◆ Given request
From the line with "Every instance of the nose bridge" to the final line of the records, reproduce every line exactly and only those lines.

◆ The records

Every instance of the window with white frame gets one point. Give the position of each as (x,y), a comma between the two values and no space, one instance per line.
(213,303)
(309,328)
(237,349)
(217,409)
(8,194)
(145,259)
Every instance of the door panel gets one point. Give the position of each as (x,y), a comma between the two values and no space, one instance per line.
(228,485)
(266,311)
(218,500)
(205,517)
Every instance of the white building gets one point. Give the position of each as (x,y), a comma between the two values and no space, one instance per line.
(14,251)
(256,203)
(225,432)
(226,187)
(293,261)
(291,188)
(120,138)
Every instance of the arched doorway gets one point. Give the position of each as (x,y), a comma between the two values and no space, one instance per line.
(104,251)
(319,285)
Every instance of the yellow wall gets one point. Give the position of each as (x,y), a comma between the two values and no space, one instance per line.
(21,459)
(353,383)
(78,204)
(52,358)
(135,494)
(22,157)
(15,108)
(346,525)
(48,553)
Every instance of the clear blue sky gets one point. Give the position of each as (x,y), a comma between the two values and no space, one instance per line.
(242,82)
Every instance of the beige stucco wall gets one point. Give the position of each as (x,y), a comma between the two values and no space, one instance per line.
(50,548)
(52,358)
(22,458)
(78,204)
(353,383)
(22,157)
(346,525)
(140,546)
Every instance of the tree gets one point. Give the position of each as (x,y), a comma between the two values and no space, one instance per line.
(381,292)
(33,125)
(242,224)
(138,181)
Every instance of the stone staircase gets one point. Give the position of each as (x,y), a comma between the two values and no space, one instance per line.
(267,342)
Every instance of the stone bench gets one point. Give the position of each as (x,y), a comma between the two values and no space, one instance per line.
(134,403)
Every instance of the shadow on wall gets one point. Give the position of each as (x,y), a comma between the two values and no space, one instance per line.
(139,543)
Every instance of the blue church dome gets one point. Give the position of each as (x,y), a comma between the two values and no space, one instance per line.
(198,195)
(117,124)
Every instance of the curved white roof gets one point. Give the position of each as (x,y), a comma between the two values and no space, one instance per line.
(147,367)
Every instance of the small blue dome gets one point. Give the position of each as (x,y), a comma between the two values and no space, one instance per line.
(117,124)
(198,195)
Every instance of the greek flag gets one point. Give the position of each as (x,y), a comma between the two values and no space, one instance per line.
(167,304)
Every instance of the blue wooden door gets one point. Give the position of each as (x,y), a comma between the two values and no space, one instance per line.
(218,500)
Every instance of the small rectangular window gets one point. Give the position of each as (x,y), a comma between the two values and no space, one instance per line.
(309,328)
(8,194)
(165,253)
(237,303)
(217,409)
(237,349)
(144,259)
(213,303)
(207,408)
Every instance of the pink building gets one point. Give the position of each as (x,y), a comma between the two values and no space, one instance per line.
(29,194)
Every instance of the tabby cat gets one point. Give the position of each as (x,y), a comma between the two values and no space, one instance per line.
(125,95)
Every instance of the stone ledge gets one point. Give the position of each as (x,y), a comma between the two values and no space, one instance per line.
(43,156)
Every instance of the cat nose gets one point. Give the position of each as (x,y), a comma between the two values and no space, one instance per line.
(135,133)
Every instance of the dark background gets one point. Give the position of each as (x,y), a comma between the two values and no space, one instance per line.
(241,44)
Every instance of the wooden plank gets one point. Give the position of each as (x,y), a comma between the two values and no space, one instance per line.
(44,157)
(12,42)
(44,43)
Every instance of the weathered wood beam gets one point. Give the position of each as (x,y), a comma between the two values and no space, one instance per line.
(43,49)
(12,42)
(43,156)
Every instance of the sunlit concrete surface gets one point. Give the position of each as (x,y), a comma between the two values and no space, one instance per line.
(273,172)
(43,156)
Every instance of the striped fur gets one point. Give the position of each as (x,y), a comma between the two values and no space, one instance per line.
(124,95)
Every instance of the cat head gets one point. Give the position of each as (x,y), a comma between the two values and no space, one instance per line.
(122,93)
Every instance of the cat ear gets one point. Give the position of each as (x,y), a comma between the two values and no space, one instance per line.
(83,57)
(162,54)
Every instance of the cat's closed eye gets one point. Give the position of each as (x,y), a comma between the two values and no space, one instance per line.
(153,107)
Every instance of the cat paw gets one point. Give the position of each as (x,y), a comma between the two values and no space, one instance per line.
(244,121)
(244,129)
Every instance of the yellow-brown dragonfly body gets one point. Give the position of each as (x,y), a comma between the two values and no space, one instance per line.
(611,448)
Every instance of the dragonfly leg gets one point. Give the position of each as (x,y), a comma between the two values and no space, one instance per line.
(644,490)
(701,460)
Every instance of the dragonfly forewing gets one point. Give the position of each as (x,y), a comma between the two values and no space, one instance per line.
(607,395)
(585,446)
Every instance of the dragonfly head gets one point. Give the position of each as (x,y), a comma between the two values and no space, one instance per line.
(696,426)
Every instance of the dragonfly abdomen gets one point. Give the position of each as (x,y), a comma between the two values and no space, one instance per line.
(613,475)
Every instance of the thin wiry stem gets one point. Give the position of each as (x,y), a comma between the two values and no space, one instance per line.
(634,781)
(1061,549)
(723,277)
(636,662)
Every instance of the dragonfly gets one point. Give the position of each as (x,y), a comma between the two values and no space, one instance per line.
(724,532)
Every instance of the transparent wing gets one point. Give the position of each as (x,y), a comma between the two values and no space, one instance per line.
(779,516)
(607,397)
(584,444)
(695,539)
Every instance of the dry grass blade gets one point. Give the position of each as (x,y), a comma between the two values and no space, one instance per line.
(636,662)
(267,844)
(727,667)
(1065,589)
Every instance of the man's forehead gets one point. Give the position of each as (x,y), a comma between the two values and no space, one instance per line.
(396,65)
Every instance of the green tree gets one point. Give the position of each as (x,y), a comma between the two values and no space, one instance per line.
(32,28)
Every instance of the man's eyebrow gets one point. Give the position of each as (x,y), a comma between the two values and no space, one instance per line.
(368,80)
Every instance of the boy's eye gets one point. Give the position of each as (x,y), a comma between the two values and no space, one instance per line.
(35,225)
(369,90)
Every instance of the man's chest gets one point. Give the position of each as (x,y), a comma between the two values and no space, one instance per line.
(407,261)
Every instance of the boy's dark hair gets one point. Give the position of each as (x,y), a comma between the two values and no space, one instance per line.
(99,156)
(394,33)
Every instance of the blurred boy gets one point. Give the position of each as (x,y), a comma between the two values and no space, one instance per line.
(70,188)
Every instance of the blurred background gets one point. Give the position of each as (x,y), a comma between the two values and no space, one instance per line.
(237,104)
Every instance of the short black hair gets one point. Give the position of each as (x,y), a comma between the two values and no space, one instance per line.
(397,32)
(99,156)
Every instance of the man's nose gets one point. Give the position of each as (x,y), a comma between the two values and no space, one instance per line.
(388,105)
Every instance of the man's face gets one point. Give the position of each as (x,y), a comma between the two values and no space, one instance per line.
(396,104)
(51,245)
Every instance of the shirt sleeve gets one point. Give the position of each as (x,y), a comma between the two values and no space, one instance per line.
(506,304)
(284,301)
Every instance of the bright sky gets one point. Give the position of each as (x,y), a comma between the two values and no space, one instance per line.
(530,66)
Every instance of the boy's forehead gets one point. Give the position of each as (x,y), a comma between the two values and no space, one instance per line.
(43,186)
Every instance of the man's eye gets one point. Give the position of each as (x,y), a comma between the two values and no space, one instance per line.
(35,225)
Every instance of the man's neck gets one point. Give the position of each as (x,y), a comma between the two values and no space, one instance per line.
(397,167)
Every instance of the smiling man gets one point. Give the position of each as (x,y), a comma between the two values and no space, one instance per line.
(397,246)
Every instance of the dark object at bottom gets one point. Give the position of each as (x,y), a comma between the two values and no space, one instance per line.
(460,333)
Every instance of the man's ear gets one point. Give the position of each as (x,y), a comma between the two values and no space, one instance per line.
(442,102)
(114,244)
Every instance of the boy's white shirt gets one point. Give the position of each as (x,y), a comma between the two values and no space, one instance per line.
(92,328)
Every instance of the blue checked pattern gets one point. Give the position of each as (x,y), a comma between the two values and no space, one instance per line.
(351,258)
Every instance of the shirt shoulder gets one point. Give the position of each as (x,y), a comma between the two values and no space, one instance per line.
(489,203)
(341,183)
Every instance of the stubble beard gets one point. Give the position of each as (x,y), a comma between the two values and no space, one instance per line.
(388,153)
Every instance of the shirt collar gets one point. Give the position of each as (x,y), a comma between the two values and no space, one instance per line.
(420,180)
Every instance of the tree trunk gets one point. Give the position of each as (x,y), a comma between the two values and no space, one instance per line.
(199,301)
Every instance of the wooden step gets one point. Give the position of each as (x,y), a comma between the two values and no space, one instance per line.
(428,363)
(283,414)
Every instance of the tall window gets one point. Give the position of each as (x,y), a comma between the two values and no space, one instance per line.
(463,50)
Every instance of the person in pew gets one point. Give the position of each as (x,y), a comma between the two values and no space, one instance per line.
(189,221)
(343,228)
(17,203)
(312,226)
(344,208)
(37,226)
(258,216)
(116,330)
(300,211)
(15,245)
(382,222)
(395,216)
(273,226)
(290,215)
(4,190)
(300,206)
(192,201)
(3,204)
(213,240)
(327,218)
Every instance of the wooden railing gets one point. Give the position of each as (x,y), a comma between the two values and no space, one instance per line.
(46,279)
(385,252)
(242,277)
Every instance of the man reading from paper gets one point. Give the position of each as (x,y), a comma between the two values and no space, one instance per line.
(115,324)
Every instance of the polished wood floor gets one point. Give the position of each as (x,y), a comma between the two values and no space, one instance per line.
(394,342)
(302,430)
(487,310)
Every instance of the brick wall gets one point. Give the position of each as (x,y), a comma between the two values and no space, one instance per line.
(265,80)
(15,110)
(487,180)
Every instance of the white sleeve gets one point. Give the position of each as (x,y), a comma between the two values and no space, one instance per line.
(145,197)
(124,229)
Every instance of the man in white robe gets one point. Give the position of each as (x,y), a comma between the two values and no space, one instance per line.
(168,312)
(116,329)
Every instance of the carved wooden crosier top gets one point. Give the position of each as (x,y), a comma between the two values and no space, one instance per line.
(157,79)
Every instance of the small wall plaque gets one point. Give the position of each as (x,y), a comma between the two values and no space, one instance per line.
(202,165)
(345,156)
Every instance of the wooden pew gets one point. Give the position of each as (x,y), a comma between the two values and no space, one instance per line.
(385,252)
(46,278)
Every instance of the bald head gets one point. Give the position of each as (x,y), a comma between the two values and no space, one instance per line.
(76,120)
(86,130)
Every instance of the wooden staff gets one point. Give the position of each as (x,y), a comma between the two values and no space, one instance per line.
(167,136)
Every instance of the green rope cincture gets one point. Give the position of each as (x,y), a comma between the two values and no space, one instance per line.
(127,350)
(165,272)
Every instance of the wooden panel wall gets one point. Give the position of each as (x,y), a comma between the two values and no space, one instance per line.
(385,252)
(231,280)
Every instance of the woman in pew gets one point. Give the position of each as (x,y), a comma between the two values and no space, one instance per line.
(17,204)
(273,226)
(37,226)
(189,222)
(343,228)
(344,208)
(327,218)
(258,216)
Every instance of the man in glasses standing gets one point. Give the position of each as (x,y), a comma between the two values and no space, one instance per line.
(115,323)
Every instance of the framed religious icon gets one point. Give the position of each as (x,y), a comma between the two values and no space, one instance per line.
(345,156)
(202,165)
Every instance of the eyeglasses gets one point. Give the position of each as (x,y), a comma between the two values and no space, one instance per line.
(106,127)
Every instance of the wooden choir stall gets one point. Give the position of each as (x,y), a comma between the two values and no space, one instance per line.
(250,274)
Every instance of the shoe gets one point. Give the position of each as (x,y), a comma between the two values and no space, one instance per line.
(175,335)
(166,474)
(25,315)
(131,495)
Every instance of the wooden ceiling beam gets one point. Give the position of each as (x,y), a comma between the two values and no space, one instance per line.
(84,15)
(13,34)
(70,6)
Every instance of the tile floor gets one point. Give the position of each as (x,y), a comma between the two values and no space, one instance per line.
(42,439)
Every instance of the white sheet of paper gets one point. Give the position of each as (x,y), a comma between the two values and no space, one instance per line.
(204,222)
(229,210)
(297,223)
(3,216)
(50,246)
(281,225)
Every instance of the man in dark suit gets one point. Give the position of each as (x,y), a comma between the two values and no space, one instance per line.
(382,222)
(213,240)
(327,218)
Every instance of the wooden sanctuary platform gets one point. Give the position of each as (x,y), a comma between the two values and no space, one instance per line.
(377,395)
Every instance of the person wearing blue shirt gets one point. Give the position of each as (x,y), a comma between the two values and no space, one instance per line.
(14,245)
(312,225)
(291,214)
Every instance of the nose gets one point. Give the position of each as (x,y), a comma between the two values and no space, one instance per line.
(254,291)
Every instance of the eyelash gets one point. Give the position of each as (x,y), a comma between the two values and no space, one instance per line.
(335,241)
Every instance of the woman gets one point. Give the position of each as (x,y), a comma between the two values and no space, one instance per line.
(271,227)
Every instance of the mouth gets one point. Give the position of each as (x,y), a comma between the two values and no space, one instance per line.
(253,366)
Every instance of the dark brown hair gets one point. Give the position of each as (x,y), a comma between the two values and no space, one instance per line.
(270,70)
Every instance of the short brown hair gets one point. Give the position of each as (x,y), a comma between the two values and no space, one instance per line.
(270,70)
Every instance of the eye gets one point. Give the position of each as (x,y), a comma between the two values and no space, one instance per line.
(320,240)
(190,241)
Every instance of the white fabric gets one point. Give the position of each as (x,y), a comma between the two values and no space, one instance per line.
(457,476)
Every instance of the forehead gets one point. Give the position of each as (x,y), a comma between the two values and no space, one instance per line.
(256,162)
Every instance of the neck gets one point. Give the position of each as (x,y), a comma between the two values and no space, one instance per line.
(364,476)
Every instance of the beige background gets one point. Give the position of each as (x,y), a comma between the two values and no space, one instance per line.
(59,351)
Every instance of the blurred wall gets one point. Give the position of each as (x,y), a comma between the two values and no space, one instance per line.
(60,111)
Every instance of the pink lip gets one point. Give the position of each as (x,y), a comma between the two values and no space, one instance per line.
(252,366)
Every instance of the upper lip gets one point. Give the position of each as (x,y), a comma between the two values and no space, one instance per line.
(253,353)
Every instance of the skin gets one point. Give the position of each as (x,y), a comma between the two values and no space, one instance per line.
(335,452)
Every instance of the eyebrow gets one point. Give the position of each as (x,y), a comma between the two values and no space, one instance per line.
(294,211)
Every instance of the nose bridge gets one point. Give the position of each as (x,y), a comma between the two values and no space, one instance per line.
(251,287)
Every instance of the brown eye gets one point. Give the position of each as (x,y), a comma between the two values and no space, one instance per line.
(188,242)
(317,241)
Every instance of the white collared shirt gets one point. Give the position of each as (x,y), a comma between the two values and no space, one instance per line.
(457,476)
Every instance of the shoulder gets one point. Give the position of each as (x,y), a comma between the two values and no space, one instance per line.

◆ Answer
Every instance of the nose bridge gets one point. Give the position of each as (x,y), a comma between the two values and no space, one instance per line.
(251,287)
Every instance of the brown eye gets one point. Give the position of each as (x,y), a comma between the two values and no space, one instance per line.
(188,242)
(317,241)
Every instance of the white collared shirt gets one point. Give the position of each as (x,y), a comma between the two values and no space, one instance per line.
(457,476)
Every instance of the shoulder gets one point. Give the position of each as (x,y), a comma between the two values and no space, one instance per line.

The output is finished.